**Goal of the exercise**
Repeat verbatim each line from the line with "Q: Locate the girl's" to the end of the entries. Pictures do not belong in the copy.
=== The data ===
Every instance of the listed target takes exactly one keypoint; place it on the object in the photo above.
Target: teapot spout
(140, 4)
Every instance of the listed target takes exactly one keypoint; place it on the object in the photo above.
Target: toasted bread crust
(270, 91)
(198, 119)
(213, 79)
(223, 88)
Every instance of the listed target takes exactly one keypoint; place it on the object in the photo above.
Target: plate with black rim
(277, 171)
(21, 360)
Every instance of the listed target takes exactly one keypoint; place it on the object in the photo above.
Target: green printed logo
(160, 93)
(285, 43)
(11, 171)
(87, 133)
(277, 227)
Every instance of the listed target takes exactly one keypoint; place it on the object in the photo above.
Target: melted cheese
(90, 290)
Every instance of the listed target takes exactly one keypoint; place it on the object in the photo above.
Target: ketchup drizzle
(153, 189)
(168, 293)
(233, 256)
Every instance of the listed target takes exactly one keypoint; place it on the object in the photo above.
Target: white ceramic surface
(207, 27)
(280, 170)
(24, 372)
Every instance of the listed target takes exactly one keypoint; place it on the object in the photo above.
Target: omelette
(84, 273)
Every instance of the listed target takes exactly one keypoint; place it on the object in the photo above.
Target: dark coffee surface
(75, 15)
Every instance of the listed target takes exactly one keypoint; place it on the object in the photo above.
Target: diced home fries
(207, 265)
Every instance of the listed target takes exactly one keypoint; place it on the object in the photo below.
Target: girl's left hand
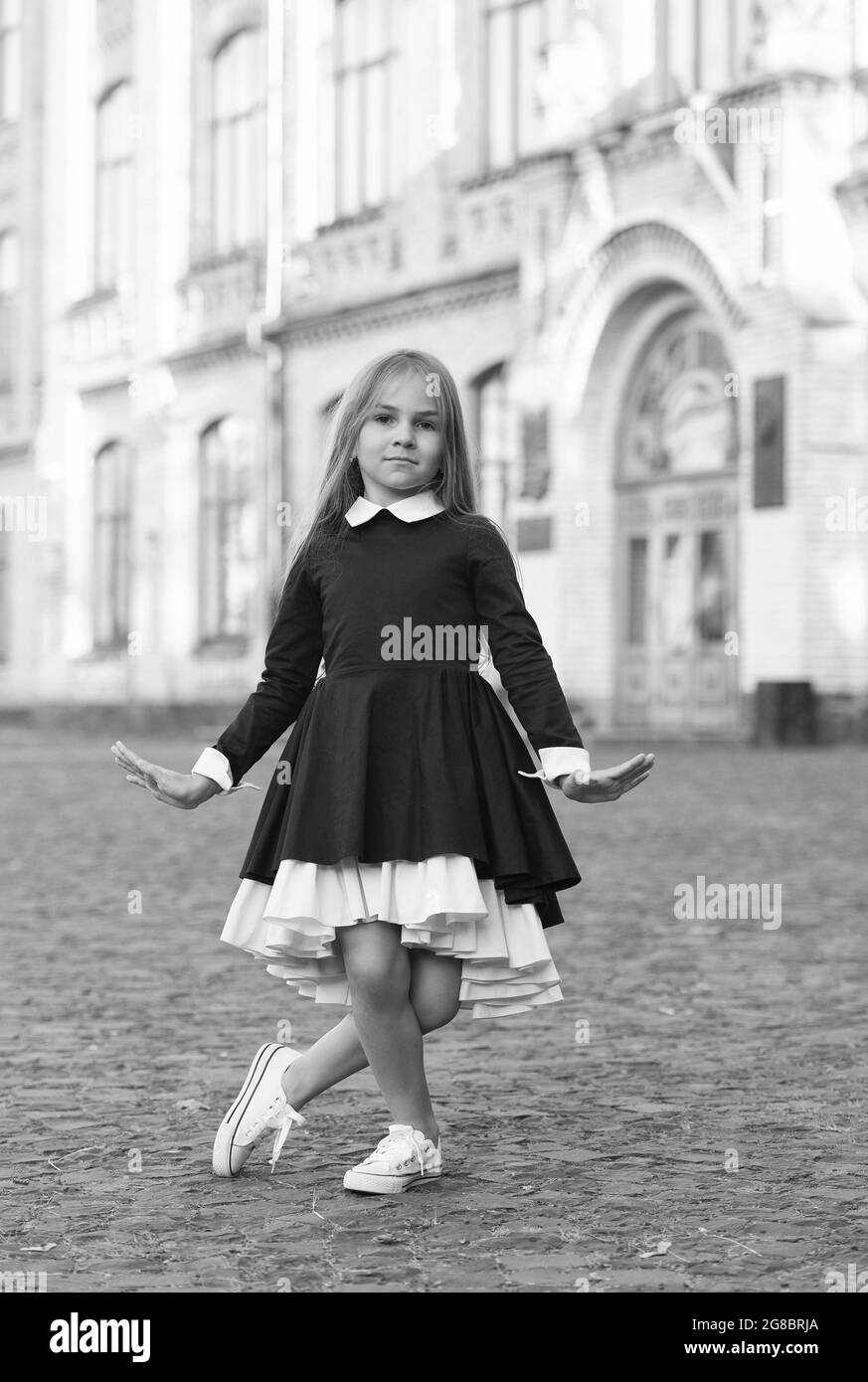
(607, 783)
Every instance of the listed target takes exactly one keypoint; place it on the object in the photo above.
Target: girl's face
(400, 443)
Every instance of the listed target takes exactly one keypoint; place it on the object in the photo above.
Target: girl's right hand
(181, 789)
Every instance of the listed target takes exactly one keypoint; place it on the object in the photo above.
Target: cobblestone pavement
(691, 1119)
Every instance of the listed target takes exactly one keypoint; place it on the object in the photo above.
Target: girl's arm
(517, 649)
(530, 680)
(292, 659)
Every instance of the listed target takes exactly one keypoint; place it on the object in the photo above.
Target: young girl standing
(407, 858)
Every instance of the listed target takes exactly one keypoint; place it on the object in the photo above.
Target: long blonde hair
(323, 527)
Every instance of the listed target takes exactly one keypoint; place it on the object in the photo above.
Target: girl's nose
(404, 434)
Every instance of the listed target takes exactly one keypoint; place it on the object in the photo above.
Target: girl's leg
(434, 996)
(379, 970)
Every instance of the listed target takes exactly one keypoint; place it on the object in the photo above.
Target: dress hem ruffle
(439, 904)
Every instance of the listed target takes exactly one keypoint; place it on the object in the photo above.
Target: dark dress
(400, 759)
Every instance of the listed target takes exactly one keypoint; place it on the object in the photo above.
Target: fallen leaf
(663, 1246)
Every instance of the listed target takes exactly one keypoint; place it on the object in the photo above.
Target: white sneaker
(400, 1159)
(259, 1109)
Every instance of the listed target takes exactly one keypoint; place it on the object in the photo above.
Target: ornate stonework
(651, 240)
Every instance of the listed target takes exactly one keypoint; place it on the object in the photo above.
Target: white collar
(422, 505)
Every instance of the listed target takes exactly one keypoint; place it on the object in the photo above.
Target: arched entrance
(676, 506)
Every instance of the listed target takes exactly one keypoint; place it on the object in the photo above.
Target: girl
(407, 860)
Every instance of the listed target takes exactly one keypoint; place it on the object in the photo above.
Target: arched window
(514, 36)
(10, 60)
(362, 115)
(9, 301)
(110, 587)
(238, 141)
(229, 538)
(113, 210)
(495, 432)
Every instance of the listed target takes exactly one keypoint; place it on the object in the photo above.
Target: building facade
(637, 235)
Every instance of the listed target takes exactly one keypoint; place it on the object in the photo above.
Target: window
(229, 538)
(110, 546)
(700, 43)
(113, 229)
(496, 441)
(362, 115)
(10, 60)
(637, 589)
(9, 294)
(772, 208)
(513, 54)
(238, 142)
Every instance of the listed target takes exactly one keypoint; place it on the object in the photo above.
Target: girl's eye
(386, 418)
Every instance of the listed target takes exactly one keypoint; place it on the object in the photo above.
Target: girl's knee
(378, 973)
(438, 1012)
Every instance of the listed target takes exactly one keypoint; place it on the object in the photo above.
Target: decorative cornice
(206, 354)
(475, 290)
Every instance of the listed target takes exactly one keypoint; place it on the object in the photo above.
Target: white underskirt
(439, 906)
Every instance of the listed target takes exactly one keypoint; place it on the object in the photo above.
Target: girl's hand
(181, 789)
(607, 783)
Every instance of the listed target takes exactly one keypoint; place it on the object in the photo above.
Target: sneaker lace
(279, 1116)
(397, 1144)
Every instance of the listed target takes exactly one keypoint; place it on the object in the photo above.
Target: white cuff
(556, 762)
(215, 765)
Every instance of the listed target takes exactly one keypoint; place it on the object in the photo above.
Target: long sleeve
(292, 659)
(517, 649)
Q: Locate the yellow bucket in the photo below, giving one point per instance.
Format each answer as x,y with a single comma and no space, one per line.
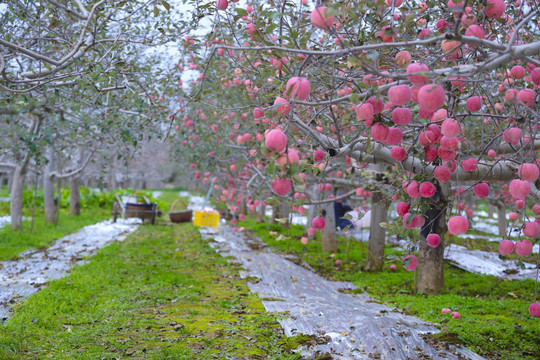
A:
202,218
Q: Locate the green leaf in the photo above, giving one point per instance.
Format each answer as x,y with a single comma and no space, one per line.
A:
271,28
409,219
271,168
406,262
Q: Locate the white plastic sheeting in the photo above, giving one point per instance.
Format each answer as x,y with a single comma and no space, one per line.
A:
35,268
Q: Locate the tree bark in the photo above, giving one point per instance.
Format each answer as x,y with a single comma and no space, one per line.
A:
75,196
261,215
377,234
431,260
17,188
328,234
501,221
11,176
48,189
280,211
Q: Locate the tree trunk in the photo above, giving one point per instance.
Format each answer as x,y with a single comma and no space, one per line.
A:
11,176
328,234
280,211
261,216
17,188
243,206
377,234
312,209
502,219
431,260
48,189
75,196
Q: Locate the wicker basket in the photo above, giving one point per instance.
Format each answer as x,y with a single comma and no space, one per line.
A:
180,216
203,218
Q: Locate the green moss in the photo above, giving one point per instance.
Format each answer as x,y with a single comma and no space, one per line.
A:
294,342
494,312
12,243
162,293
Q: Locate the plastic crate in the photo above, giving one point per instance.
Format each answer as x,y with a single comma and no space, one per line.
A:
202,218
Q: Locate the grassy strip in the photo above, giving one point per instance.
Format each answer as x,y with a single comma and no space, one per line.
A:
163,293
494,313
12,243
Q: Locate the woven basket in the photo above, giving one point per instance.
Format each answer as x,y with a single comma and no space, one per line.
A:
180,216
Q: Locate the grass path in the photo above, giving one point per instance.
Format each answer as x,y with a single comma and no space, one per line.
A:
495,321
163,293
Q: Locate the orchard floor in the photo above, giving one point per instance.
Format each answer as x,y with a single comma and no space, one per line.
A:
164,293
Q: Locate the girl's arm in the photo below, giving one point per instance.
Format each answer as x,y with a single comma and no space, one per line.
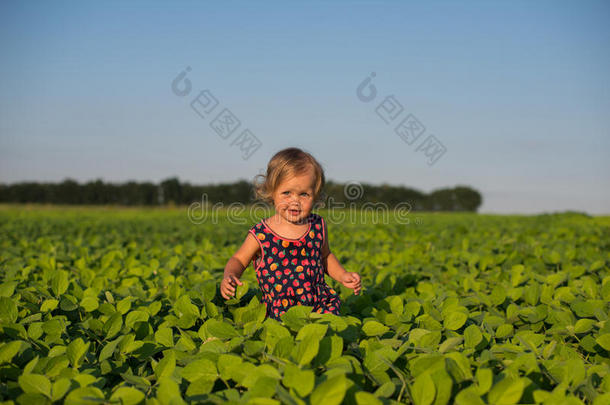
===
**Output of the exercise**
Q: Locate the girl's arm in the photo below, giving one point per instance.
Format each answer as x,y with a single comma and no space, one per line.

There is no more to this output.